- _Extracto de página_:

>>>

En la pata del turismo y la visita, Artesa es única en ofrecer ventresca o ibéricos, pero también en su barra y su zona de cata, realizadas con un elegante y vistoso azulejo hidráulico importado desde Cataluña para la ocasión. “Nuestro ADN es la marca España, cuando vienes aquí, lo ves. Son claves el vino, el maridaje, pero también el lugar. La gente busca la foto”, reconoce Echévarri, que sabe del valor de lo instagrameable. “Por ejemplo, cada vez hacemos más peticiones de boda, que incluyen hasta fotógrafo”, relata la mente pensante tras el proyecto, que quiere seguir experimentando con nuevos sabores o, por ejemplo, con los llamados 0%, vinos sin alcohol o que tienen un porcentaje mucho más bajo (en torno al 7% u 8%, la mitad del 14% o 15% habitual).

<<<

- _Registros mostrados_:
>>>

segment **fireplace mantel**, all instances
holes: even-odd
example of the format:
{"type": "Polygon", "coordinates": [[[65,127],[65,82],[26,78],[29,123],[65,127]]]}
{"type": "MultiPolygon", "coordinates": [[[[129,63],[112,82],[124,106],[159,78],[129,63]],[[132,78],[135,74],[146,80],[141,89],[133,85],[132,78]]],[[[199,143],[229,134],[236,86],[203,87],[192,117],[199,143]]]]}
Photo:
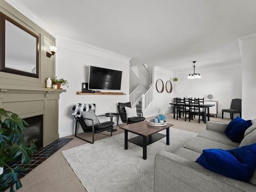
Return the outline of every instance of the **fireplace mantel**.
{"type": "Polygon", "coordinates": [[[58,99],[66,91],[37,87],[0,84],[0,108],[22,118],[43,115],[43,145],[59,138],[58,99]]]}

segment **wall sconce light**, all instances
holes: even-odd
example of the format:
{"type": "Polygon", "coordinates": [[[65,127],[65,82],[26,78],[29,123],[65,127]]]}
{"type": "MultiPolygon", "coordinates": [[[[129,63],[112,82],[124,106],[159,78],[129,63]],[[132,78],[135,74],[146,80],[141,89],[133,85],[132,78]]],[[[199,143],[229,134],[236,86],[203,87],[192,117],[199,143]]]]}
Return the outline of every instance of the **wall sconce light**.
{"type": "Polygon", "coordinates": [[[46,56],[49,58],[51,58],[52,55],[54,55],[57,51],[57,48],[55,46],[49,46],[50,48],[50,51],[51,51],[51,53],[50,53],[48,52],[46,52],[46,56]]]}

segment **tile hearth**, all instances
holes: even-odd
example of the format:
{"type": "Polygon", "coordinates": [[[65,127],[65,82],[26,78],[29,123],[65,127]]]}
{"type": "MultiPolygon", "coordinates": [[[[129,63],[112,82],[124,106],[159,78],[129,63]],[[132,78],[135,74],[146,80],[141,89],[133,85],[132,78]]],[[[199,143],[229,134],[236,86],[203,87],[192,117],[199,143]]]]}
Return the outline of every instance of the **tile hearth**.
{"type": "MultiPolygon", "coordinates": [[[[21,166],[27,169],[27,174],[28,174],[72,139],[73,138],[58,139],[46,147],[38,150],[33,155],[33,161],[31,161],[30,164],[28,165],[22,164],[20,164],[20,161],[19,161],[11,165],[11,167],[14,168],[17,165],[21,166]]],[[[23,177],[21,175],[19,176],[20,179],[23,177]]],[[[0,183],[0,186],[1,185],[0,183]]]]}

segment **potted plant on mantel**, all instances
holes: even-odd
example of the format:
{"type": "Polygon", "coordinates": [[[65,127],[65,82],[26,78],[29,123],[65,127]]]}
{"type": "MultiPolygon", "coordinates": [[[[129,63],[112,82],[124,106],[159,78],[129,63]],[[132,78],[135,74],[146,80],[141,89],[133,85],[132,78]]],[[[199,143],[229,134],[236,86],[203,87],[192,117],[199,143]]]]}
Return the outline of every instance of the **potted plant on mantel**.
{"type": "Polygon", "coordinates": [[[34,143],[26,142],[22,131],[28,124],[17,114],[0,108],[0,191],[11,185],[10,191],[22,187],[20,175],[25,176],[26,169],[11,165],[20,160],[23,164],[29,164],[36,147],[34,143]],[[15,188],[14,188],[15,186],[15,188]]]}
{"type": "Polygon", "coordinates": [[[61,85],[62,86],[67,86],[67,87],[69,87],[68,86],[69,82],[67,80],[64,79],[63,78],[61,79],[58,79],[57,77],[54,77],[52,79],[52,84],[56,84],[57,89],[62,89],[61,88],[61,85]]]}

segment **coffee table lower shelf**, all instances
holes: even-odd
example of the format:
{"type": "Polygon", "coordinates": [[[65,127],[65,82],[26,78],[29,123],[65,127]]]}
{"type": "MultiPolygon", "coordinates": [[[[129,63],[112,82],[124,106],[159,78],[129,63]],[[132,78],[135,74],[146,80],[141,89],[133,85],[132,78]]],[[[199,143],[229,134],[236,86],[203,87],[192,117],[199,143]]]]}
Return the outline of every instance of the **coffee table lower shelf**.
{"type": "MultiPolygon", "coordinates": [[[[166,135],[162,134],[161,133],[156,133],[153,135],[150,135],[146,137],[146,145],[150,145],[156,141],[160,140],[164,137],[166,136],[166,135]]],[[[128,139],[128,141],[135,144],[137,145],[138,145],[141,147],[143,147],[143,137],[139,135],[138,136],[133,137],[132,138],[128,139]]]]}

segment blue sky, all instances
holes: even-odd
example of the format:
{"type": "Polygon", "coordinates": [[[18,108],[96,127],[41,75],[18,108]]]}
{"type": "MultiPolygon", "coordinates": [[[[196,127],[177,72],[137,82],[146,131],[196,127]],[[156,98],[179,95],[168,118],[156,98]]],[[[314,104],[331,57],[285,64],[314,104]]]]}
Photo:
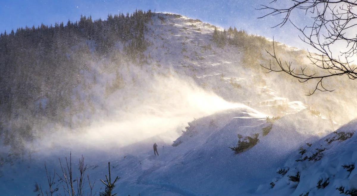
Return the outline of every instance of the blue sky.
{"type": "MultiPolygon", "coordinates": [[[[26,25],[37,26],[55,22],[78,20],[81,14],[93,18],[105,19],[109,13],[131,12],[136,9],[157,12],[180,14],[198,19],[224,28],[235,26],[251,33],[263,35],[289,45],[305,48],[298,40],[297,32],[291,25],[282,28],[270,27],[279,17],[258,19],[262,11],[256,10],[260,4],[271,0],[0,0],[0,31],[26,25]]],[[[280,1],[284,4],[287,0],[280,1]]],[[[304,16],[296,17],[300,23],[304,16]]]]}

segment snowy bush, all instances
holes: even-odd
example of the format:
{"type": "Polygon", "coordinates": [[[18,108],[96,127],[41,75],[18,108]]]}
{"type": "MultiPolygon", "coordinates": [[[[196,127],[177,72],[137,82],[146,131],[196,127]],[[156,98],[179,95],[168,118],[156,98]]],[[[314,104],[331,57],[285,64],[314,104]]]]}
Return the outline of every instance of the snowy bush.
{"type": "Polygon", "coordinates": [[[334,141],[345,141],[348,138],[350,138],[353,135],[353,132],[344,132],[343,131],[334,131],[333,133],[335,136],[332,138],[329,138],[325,140],[328,144],[331,144],[334,141]]]}
{"type": "Polygon", "coordinates": [[[259,141],[258,137],[259,133],[256,133],[253,137],[246,136],[244,137],[238,134],[238,143],[235,147],[230,147],[230,148],[236,151],[236,153],[240,153],[253,148],[259,141]]]}
{"type": "Polygon", "coordinates": [[[351,190],[345,191],[345,187],[341,186],[336,188],[336,190],[340,191],[340,194],[345,194],[346,195],[357,196],[357,189],[352,189],[351,190]]]}
{"type": "Polygon", "coordinates": [[[317,151],[314,153],[311,156],[308,158],[309,161],[314,160],[315,161],[319,161],[321,160],[322,157],[323,156],[323,153],[322,152],[325,151],[326,150],[326,148],[323,149],[316,149],[317,151]]]}
{"type": "Polygon", "coordinates": [[[321,187],[322,187],[323,189],[325,189],[325,187],[328,185],[328,184],[330,184],[330,182],[328,181],[330,179],[330,178],[328,177],[326,180],[323,181],[323,182],[322,182],[322,179],[320,179],[320,180],[318,181],[318,182],[317,182],[317,186],[316,186],[316,187],[318,189],[321,189],[321,187]]]}
{"type": "Polygon", "coordinates": [[[342,165],[342,167],[345,169],[347,169],[347,171],[349,171],[350,174],[351,174],[352,171],[355,169],[355,165],[352,164],[351,165],[342,165]]]}
{"type": "Polygon", "coordinates": [[[288,176],[289,177],[289,180],[294,182],[300,182],[300,172],[298,171],[296,175],[295,176],[288,176]]]}
{"type": "Polygon", "coordinates": [[[289,168],[279,168],[278,169],[278,170],[276,171],[277,173],[278,174],[280,174],[282,176],[284,176],[285,175],[286,172],[289,171],[289,168]]]}

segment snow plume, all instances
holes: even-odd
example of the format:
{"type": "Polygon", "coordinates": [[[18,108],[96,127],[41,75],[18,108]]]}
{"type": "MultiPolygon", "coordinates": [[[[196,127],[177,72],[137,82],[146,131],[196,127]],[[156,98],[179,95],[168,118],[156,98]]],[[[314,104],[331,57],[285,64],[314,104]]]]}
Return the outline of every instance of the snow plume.
{"type": "MultiPolygon", "coordinates": [[[[162,74],[132,66],[125,67],[121,68],[120,74],[125,85],[109,95],[104,92],[107,84],[115,78],[111,73],[97,76],[97,84],[90,89],[77,89],[80,97],[95,97],[91,107],[99,112],[89,116],[86,114],[90,112],[90,107],[85,107],[84,111],[70,117],[72,122],[75,119],[80,122],[82,120],[81,118],[86,117],[90,122],[89,125],[74,130],[61,128],[59,131],[41,138],[42,145],[35,151],[53,153],[43,150],[48,148],[67,152],[75,149],[77,153],[85,149],[106,150],[145,140],[150,143],[160,140],[171,144],[194,118],[246,107],[226,101],[198,86],[191,79],[176,75],[170,69],[162,74]]],[[[87,77],[92,79],[90,74],[87,77]]],[[[76,101],[78,103],[75,105],[82,103],[76,101]]]]}

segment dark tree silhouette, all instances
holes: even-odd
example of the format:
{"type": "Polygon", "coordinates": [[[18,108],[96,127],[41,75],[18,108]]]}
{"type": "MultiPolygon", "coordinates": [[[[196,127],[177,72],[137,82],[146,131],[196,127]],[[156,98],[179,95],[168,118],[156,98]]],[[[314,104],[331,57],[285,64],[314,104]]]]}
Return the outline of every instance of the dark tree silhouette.
{"type": "Polygon", "coordinates": [[[311,95],[317,91],[332,92],[333,89],[323,85],[324,79],[345,75],[350,79],[357,78],[357,67],[352,64],[352,57],[357,53],[357,36],[353,33],[357,26],[357,0],[290,0],[286,7],[281,6],[278,0],[274,0],[269,5],[261,5],[257,9],[267,11],[258,18],[268,16],[283,16],[281,20],[273,27],[282,27],[288,21],[301,33],[299,37],[311,46],[315,52],[308,51],[307,57],[312,65],[318,68],[318,72],[305,71],[302,67],[296,69],[290,62],[282,62],[278,56],[273,42],[273,51],[267,52],[274,59],[268,65],[261,65],[268,72],[282,72],[297,78],[301,82],[309,80],[317,82],[315,89],[309,92],[311,95]],[[312,22],[301,28],[290,20],[294,11],[303,11],[307,16],[311,16],[312,22]],[[344,50],[336,52],[337,44],[344,44],[344,50]]]}

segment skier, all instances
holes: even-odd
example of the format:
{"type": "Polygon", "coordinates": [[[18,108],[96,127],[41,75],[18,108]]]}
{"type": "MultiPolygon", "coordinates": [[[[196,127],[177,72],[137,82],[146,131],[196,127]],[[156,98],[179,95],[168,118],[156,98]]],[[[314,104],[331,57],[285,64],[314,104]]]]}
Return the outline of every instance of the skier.
{"type": "Polygon", "coordinates": [[[156,144],[156,143],[154,144],[153,147],[154,147],[154,154],[155,156],[156,156],[156,153],[157,153],[157,156],[159,156],[159,153],[157,152],[157,145],[156,144]]]}

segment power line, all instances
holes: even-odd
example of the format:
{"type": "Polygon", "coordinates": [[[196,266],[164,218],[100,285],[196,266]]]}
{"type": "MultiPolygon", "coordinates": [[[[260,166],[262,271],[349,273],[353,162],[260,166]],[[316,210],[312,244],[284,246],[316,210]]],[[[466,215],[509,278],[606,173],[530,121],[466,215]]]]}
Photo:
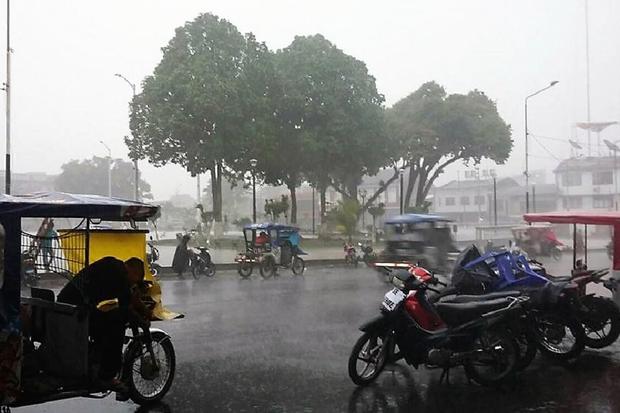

<<<

- _Comprueba tu comprensión_:
1: Resume en dos oraciones el fragmento sobre Artesa.
2: Transcribe del fragmento sobre Artesa todo lo que va desde "En la pata del" hasta "o 15% habitual).".

- _Respuestas del ejercicio_:
1: Artesa destaca en el turismo y la visita por ofrecer ventresca o ibéricos, así como por su barra y su zona de cata, hechas con azulejo hidráulico importado desde Cataluña. Echévarri afirma que su ADN es la marca España y que la gente busca la foto, señala que reciben cada vez más peticiones de boda y quiere seguir experimentando con nuevos sabores y con los vinos 0%, sin alcohol o con una graduación mucho más baja.

2:
En la pata del turismo y la visita, Artesa es única en ofrecer ventresca o ibéricos, pero también en su barra y su zona de cata, realizadas con un elegante y vistoso azulejo hidráulico importado desde Cataluña para la ocasión. “Nuestro ADN es la marca España, cuando vienes aquí, lo ves. Son claves el vino, el maridaje, pero también el lugar. La gente busca la foto”, reconoce Echévarri, que sabe del valor de lo instagrameable. “Por ejemplo, cada vez hacemos más peticiones de boda, que incluyen hasta fotógrafo”, relata la mente pensante tras el proyecto, que quiere seguir experimentando con nuevos sabores o, por ejemplo, con los llamados 0%, vinos sin alcohol o que tienen un porcentaje mucho más bajo (en torno al 7% u 8%, la mitad del 14% o 15% habitual).